==== RECORDS FOR THE EXERCISE ====

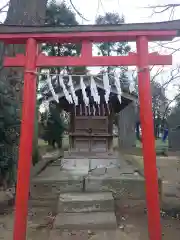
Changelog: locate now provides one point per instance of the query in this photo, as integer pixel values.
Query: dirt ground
(131, 227)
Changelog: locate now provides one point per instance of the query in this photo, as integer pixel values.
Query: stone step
(127, 187)
(86, 202)
(89, 221)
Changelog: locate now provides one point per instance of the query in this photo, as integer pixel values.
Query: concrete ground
(131, 226)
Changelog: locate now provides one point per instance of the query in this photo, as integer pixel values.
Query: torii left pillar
(26, 141)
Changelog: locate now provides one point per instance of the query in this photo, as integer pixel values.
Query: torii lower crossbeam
(142, 59)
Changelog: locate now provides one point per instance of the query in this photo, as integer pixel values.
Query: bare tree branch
(77, 11)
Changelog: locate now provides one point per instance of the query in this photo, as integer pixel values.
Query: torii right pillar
(148, 140)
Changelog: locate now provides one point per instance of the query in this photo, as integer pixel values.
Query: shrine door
(91, 132)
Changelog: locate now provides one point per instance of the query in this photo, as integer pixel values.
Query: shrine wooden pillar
(148, 140)
(26, 141)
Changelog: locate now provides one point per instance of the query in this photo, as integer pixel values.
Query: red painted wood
(148, 140)
(74, 37)
(26, 139)
(87, 60)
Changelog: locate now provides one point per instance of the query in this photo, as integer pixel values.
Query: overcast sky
(134, 11)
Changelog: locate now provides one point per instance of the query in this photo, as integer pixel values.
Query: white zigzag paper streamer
(55, 96)
(66, 93)
(94, 91)
(75, 98)
(83, 87)
(107, 87)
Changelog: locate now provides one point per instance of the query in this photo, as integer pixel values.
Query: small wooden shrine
(92, 112)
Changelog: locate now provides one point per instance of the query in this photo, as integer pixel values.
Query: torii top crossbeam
(142, 33)
(123, 32)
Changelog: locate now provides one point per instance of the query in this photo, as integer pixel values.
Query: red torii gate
(32, 36)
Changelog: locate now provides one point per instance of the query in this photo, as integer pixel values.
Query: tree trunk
(20, 12)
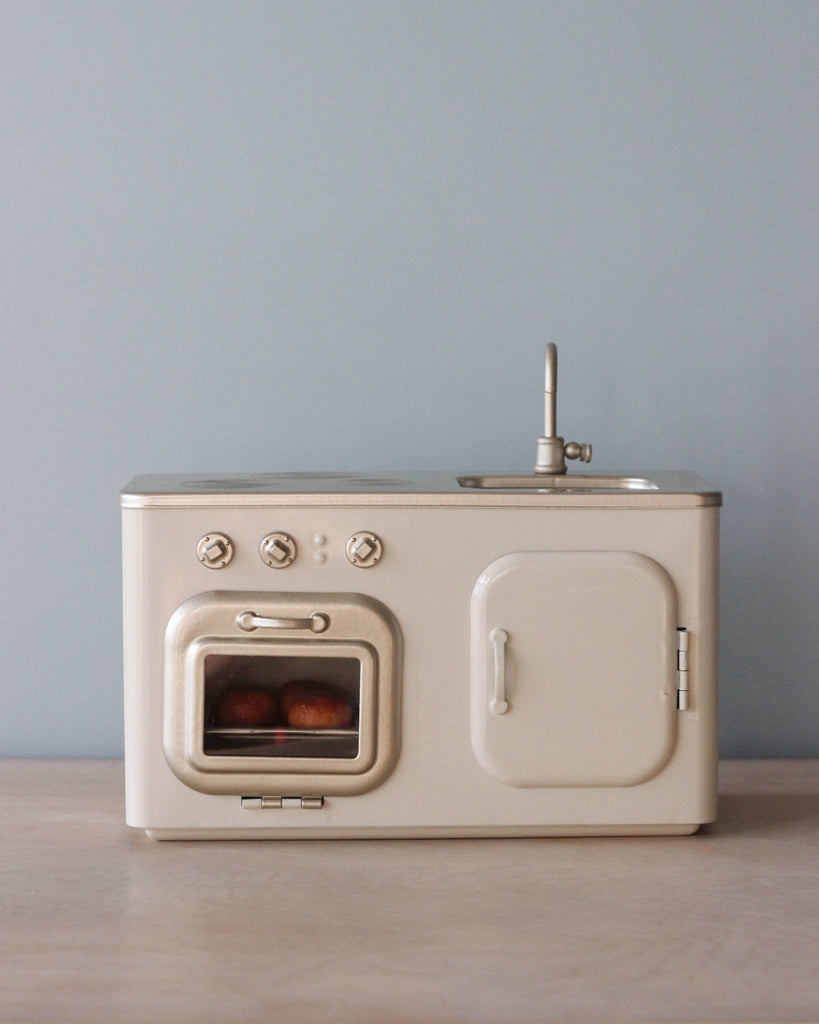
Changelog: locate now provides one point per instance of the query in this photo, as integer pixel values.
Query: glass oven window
(278, 706)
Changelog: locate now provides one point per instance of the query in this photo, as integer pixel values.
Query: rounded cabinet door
(573, 669)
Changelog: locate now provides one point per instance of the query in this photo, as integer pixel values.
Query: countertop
(98, 923)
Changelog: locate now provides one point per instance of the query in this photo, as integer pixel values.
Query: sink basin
(546, 481)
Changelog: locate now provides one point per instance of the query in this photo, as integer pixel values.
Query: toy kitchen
(317, 655)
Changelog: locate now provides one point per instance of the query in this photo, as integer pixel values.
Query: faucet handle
(571, 450)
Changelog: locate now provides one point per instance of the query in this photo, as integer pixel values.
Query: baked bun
(246, 708)
(307, 705)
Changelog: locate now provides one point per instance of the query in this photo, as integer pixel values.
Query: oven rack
(279, 731)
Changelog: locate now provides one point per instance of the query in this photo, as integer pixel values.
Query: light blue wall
(338, 236)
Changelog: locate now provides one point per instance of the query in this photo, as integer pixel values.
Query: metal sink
(549, 481)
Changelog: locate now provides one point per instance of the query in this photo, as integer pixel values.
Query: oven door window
(281, 706)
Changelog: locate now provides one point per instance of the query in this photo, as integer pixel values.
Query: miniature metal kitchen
(431, 654)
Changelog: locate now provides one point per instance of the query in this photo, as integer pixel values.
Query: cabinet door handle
(499, 704)
(249, 621)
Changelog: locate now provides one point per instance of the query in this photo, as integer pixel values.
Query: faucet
(552, 452)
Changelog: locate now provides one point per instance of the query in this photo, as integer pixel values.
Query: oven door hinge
(683, 640)
(298, 803)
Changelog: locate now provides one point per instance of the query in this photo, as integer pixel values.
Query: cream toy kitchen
(422, 654)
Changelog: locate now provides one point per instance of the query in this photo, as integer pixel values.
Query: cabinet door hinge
(683, 640)
(298, 803)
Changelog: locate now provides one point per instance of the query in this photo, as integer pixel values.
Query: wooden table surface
(97, 923)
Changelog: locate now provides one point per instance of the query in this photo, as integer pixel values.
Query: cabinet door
(573, 669)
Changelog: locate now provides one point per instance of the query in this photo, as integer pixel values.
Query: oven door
(282, 694)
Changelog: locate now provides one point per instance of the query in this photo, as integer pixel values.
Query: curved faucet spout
(552, 452)
(550, 391)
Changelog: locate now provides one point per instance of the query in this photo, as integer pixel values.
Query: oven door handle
(499, 704)
(249, 621)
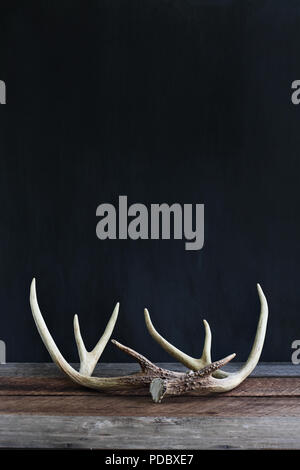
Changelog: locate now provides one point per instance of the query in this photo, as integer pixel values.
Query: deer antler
(230, 380)
(162, 382)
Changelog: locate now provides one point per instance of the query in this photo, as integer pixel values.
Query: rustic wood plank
(269, 369)
(251, 387)
(115, 433)
(100, 405)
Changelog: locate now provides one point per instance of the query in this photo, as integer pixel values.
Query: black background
(184, 101)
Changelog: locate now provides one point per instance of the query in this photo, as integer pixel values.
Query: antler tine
(235, 378)
(48, 341)
(89, 359)
(188, 361)
(197, 364)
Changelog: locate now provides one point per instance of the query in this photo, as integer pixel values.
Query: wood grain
(48, 369)
(252, 387)
(57, 432)
(142, 406)
(44, 409)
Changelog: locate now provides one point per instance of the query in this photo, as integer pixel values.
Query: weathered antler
(162, 382)
(229, 380)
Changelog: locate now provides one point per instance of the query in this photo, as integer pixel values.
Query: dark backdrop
(183, 101)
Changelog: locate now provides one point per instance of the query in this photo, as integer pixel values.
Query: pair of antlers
(205, 376)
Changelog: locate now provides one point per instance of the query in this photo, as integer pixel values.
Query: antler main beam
(162, 382)
(230, 380)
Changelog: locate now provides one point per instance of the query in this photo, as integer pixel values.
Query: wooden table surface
(40, 408)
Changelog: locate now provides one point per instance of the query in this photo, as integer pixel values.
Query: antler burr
(205, 376)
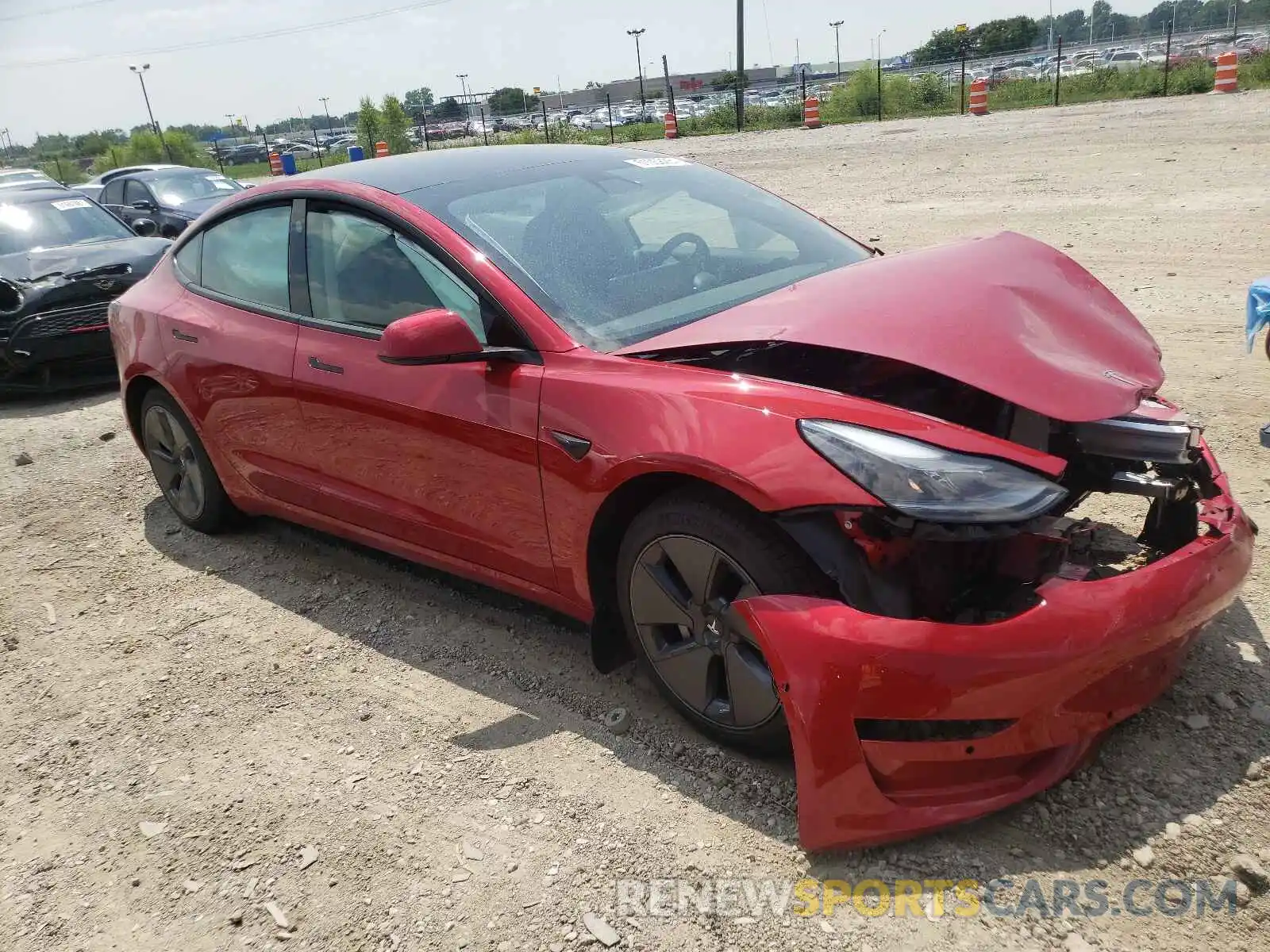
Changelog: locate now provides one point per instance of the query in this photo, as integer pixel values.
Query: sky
(497, 44)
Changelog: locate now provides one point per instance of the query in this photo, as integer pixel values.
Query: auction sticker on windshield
(656, 163)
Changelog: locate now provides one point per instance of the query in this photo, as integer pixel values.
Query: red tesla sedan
(823, 495)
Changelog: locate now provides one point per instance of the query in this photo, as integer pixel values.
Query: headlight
(930, 482)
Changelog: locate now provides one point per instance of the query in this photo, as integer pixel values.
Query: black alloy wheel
(679, 594)
(182, 467)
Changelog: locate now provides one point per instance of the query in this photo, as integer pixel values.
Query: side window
(364, 273)
(114, 194)
(135, 192)
(247, 258)
(190, 258)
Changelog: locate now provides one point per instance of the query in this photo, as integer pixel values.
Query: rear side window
(245, 258)
(135, 192)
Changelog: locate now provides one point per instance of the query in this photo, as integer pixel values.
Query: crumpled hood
(1007, 314)
(141, 253)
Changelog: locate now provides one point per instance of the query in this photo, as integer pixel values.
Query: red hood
(1006, 314)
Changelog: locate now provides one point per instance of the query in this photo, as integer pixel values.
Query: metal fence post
(879, 86)
(1058, 69)
(1168, 48)
(963, 79)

====

Write out all of the data above exactly, pictures excluded.

Changelog: locate now provides one point per instance of the query in this photo, as integer pixel values.
Query: dirt ground
(131, 227)
Changelog: locate now provides one point per instance of the query in this photo, as integer pixel values.
Query: stone step
(127, 187)
(86, 202)
(89, 221)
Changelog: locate now provides one point per instance of the query in this photo, as integer pixel values.
Query: concrete ground
(131, 226)
Changelog: locate now provides one point per instance of the query in this photo, as integer pixel values.
Query: torii left pillar
(26, 141)
Changelog: locate now provides one point per instance of the query in this photo, as integer pixel values.
Query: torii lower crossbeam
(142, 59)
Changelog: locate now provides one point per instance of the query in this photo, as integer pixel values.
Query: bare tree branch
(77, 11)
Changelog: locate now provides one point per instance of the query in this photo, as integer pixel values.
Query: torii right pillar
(148, 140)
Changelog: locate now provides one point per instance of the query in this photo, as integer pixel values.
Query: shrine door
(91, 132)
Changelog: locate now provides one point per instance of the query in this photo, as integer pixel values.
Query: shrine wooden pillar
(148, 140)
(26, 141)
Changelog: locate now provides one point per instance of the query in this photo, as integer pixel values.
Query: red painted wood
(148, 140)
(74, 37)
(26, 139)
(87, 60)
Changelog: locate now provides one point per instance of the query in this photo, as integer pixel values.
Query: overcast sky
(134, 11)
Changelog: locate now provides one point per instance of the query in this photo, as integer pixel values.
Query: white zigzag paper streamer
(55, 96)
(66, 93)
(94, 91)
(75, 98)
(83, 87)
(107, 87)
Changelog: locate now provides one point per instance of the query in this photo, as integer pixel values.
Query: small wooden shrine
(92, 112)
Changelog: locate now provides one point per instance of the query in this photo, as integer pixel values.
Query: torii top crossbeam
(142, 33)
(123, 32)
Changelog: locate now provides one point per instance of the query in this photo, as integer pixel values.
Query: red torii gate
(32, 36)
Changelog: locate now provides one point per instance of the query in this photo, as integer pixel values.
Query: tree trunk
(20, 12)
Changelog: locate now provides one point per instance of the query in this photo, as integer pixel values.
Query: glass oven window
(278, 706)
Changelog: locate now provides one point per instance of the query in this photo, as integer pixel values.
Query: rounded cabinet door
(573, 669)
Changelog: locate now provides one point per instance of the query in this photo, as integer pixel values.
Query: countertop
(98, 923)
Changelog: locate now provides one point per instance of the query in this photo, as integer pixel values.
Query: sink basin
(546, 481)
Changelog: locate now provides one point per instance of the query in this photo, as integer pixel values.
Query: toy kitchen
(317, 655)
Changelog: locate now provides one point per instance of the query in this photo, as integer pixel values.
Query: faucet handle
(571, 450)
Changelog: locate now provides one point per instance of the query in this photo, as integer pixel values.
Query: baked bun
(246, 708)
(307, 705)
Changelog: locate now provides one point per instance of the query in this photo, as integer pixel values.
Query: oven rack
(279, 731)
Changelog: locate now provides one point per instance of the query in this photo, as integer pixel values.
Query: light blue wall
(338, 236)
Changelog: locate now provides one point per instance of the query in this photo, as integer pixel values.
Query: metal sink
(549, 481)
Changelog: locate now provides one point per instance of the query in this photo, as integer pixel values.
Query: oven door window
(281, 706)
Changelog: locate now provides one point per instance of the query in this photo, as integer pixel values.
Query: miniature metal kitchen
(431, 654)
Changelog: locate now provides one point per instance of the query in this photo, as integer pixel values.
Query: cabinet door handle
(499, 704)
(249, 621)
Changelog: locate now provides one point per instance of the query in this photo, as integer pixel values.
Query: faucet
(552, 452)
Changelog: locate now provides one point per instance of the query in this photo, as integer pixel values.
Query: oven door hinge
(683, 640)
(298, 803)
Changelog: locate now provides one point per instance of the query in this photo, as integer pixel values.
Query: cream toy kitchen
(422, 654)
Changelog: locate now provides one point per instance of the query in this photo, as integer pixel values.
Query: cabinet door hinge
(683, 640)
(298, 803)
Changelog: locate now provides one point per instance of the query in this photo, as integer pixel values.
Query: wooden table surface
(97, 923)
Changelog: locate now provides one point per instance of the query in this photo, as integer pixel values.
Query: cabinet door
(573, 669)
Changelog: locate now provides one point per instance of the query in this photo, as integer pixel values.
Query: oven door
(282, 694)
Changelog: locate now provides one point per instance of the query in this photo, as integer pixel values.
Query: curved faucet spout
(552, 452)
(550, 391)
Changelog: locate now provides one point per instance of the query in this photo, as integer pixel values.
Query: oven door handle
(499, 704)
(249, 621)
Changelog: locate now provides one point per instance of the query in this photo, as integer pixel values.
Query: deer antler
(230, 380)
(162, 382)
Changelog: locate now provides one point per instance of the query in this photo, as integer pixel values.
Query: rustic wood plank
(269, 369)
(251, 387)
(115, 433)
(100, 405)
Changelog: locate now provides one point per instance of the query in this photo, as integer pixel values.
Query: black background
(184, 101)
Changelog: locate now provides one point per instance of the query in this photo, as integer pixel values.
Query: antler tine
(235, 378)
(48, 341)
(89, 359)
(188, 361)
(197, 364)
Changelog: locate now provides one point per instance of the query in this photo, as integer pixel values.
Query: wood grain
(48, 369)
(252, 387)
(57, 432)
(142, 406)
(44, 409)
Changelog: locate now provides one point per instance of the query in this photo, as integer pixel values.
Query: weathered antler
(162, 382)
(229, 380)
Changelog: locate now provides one point per instance of the query in this photo, as integer pixel values.
Query: dark backdrop
(183, 101)
Changelog: locate now provides one point per instance of the query in this photo, as integer pixel values.
Query: pair of antlers
(205, 376)
Changelog: locate now provides one point per instance of the query in this photo, as integer pixel values.
Query: antler main beam
(162, 382)
(230, 380)
Changelog: locate now provides one point per instance of the query in this photo, as integer pixel values.
Query: wooden table surface
(40, 408)
Changelog: locate now provides one point per instance of the query in this photo, as integer pixel values.
Query: antler burr
(205, 376)
Changelog: locate now provides one point per instance of the query in this photo, as integer pixel values.
Query: sky
(497, 44)
Changelog: locate now provides one point per instance of the query in this photo, as integer pixel values.
Query: auction sticker on windshield
(656, 163)
Changelog: locate now provides one point per instance of the query in this photo, as integer pixel values.
Query: red tesla sedan
(823, 495)
Changelog: locate now provides one point per instance of the query in this photo, as integer pixel values.
Query: headlight
(930, 482)
Changelog: locate now provides one point per instance of the query in this photo, as integer pixel values.
Query: black alloy wheel
(679, 594)
(182, 467)
Changelog: locate now provides one point per instance of the query in this photo, as integer pixel values.
Query: side window
(364, 273)
(114, 194)
(135, 192)
(247, 258)
(190, 258)
Changelog: locate now provides one point per instance of the query in this photo, as integer pixel values.
Query: rear side window
(245, 258)
(135, 192)
Changelog: locate now provides one point per instance of the query in this photo, as integer pixel values.
Query: crumpled hood
(1007, 314)
(141, 253)
Changelog: locate now provides one point per instance of the query in this photo, as integer pixel values.
Query: red hood
(1006, 314)
Changelog: locate now provides one point per instance of the query in this photo, as integer pixel values.
Query: metal fence post
(879, 86)
(1058, 69)
(1168, 48)
(963, 79)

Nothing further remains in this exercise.